It's worth emphasizing two things, one about Scott and one about Lumina:

1. "Critique" is in a sense too strong a word for my thoughts on Scott. I think he's chosen a role that suits him and does incredibly good work in that role; my interest in writing that was in sketching out why it strikes me as a consciously chosen role and the tradeoff and sense of wistfulness inherent in it. Standing above the fray has benefits, but it also means he started a crescendo in ~2014 in a symphony he has of yet not precisely finished. "Takes Scott Alexander seriously" is the common thread among the great majority of thinkers I enjoy and my own intellectual journey was both heavily within communities his work spawned and heavily inspired by his work; however he chooses to take his path, I'm very glad he's taking it.

2. On Lumina in particular, while I have sounded my own excitement as well (https://x.com/tracewoodgrains/status/1778632308334993484) I do want to pair it with a note of caution, inspired in part by a mutual friend. The people taking it right now are the clinical trials, and trials do exist for a reason. Many things that sound plausible and good in vacuums do not work in vacuums, and the notes I'm hearing from people with reason to know are basically "We'll see."

My current model is this:

The company is good and well-intentioned. They found something cool and ignored and figured it would be worth giving a serious shot at.

##########

▶ [TASKS]:
a. In the passage on Scott and Lumina, who does the writer say is taking Lumina right now?
b. Return the passage on Scott and Lumina between "It's worth emphasizing" and "he's taking it.", inclusive.
c. Resume the passage on Scott and Lumina after its final sentence.
The entries have nothing to do with the passage on Scott and Lumina.

##########

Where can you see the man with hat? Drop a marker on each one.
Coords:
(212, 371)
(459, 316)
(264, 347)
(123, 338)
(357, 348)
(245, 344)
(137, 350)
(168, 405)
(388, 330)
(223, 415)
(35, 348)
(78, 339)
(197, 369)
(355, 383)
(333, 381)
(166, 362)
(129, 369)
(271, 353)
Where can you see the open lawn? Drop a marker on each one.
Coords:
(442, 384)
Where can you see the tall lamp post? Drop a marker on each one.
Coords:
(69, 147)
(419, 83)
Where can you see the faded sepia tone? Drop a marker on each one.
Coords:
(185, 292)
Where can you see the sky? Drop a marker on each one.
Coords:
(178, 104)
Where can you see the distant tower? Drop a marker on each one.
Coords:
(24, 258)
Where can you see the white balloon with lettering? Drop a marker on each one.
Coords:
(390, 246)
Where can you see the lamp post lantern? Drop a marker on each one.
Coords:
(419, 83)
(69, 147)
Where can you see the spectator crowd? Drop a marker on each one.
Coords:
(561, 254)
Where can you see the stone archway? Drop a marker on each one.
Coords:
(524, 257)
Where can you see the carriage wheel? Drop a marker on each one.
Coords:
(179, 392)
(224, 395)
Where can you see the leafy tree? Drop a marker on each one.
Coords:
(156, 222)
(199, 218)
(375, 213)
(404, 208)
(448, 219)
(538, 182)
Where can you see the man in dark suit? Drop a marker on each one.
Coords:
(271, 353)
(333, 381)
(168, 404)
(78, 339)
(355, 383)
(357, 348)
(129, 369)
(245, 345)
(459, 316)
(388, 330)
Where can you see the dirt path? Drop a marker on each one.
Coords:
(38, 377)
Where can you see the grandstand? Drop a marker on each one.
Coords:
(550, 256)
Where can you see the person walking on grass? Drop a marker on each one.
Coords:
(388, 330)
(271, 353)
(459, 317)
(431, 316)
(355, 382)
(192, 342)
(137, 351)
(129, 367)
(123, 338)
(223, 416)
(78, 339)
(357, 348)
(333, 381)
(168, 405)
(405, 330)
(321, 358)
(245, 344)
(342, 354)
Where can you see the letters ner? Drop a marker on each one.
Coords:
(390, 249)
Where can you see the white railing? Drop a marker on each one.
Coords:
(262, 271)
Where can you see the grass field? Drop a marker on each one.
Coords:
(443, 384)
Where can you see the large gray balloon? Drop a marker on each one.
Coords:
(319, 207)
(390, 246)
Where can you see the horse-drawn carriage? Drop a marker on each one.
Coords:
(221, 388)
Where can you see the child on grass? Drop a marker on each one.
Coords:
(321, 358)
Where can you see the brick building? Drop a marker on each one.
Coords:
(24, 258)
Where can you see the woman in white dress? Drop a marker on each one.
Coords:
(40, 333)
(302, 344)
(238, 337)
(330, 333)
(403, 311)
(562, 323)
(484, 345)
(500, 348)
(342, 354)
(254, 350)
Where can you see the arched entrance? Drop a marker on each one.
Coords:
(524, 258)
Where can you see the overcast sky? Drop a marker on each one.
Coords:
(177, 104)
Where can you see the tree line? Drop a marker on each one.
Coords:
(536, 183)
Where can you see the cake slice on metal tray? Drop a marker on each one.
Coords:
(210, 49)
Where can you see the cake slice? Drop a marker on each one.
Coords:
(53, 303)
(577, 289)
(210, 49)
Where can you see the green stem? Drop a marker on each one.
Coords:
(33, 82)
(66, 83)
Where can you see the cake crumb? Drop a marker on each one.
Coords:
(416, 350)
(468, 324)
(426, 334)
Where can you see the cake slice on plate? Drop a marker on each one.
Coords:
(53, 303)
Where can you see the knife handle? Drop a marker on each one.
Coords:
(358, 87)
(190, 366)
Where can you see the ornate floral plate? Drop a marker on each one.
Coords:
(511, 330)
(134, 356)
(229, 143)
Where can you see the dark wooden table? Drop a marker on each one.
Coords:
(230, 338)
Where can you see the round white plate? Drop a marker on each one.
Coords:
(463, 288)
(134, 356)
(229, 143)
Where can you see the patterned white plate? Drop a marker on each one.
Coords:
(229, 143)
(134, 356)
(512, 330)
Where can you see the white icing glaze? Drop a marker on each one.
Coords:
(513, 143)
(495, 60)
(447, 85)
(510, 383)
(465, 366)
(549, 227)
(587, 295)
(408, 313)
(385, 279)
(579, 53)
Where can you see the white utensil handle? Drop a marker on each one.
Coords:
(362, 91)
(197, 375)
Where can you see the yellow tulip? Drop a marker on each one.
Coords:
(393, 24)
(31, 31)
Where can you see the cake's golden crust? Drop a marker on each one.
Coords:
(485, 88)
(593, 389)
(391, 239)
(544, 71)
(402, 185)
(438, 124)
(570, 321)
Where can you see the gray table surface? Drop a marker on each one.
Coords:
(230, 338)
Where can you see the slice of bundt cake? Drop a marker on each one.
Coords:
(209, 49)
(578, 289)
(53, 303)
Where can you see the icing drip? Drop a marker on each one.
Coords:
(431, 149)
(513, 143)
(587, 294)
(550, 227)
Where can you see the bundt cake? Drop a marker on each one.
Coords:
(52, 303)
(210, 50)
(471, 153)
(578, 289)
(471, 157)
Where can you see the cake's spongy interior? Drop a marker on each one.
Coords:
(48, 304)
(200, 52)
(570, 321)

##########

▶ [PER-TASK ANSWERS]:
a. The people taking it right now are the clinical trials.

b.
It's worth emphasizing two things, one about Scott and one about Lumina:

1. "Critique" is in a sense too strong a word for my thoughts on Scott. I think he's chosen a role that suits him and does incredibly good work in that role; my interest in writing that was in sketching out why it strikes me as a consciously chosen role and the tradeoff and sense of wistfulness inherent in it. Standing above the fray has benefits, but it also means he started a crescendo in ~2014 in a symphony he has of yet not precisely finished. "Takes Scott Alexander seriously" is the common thread among the great majority of thinkers I enjoy and my own intellectual journey was both heavily within communities his work spawned and heavily inspired by his work; however he chooses to take his path, I'm very glad he's taking it.

c.
Scott, and the others who have promoted it, are good and well-intentioned. Everyone's excited about the magic mouth bacteria that make people not have cavities.

Lumina has been the subject of an incredibly effective advertising blitz tailored perfectly to appeal to people in this general Sphere.

Clinical trials exist for reasons beyond sheer bureaucratic tedium. There are many unknowns remaining.

Putting these all together, my current impression is that it's a low-cost, high-potential-upside intervention on an individual level that the company is doing a service in providing, but I'm wary of aiding a consensus impression that it's a miracle product while hard data remains so sparse. It's cool, it's fun, I'm hyped like everyone else, but I don't want everyone to get ahead of the evidence for pure trust-network reasons.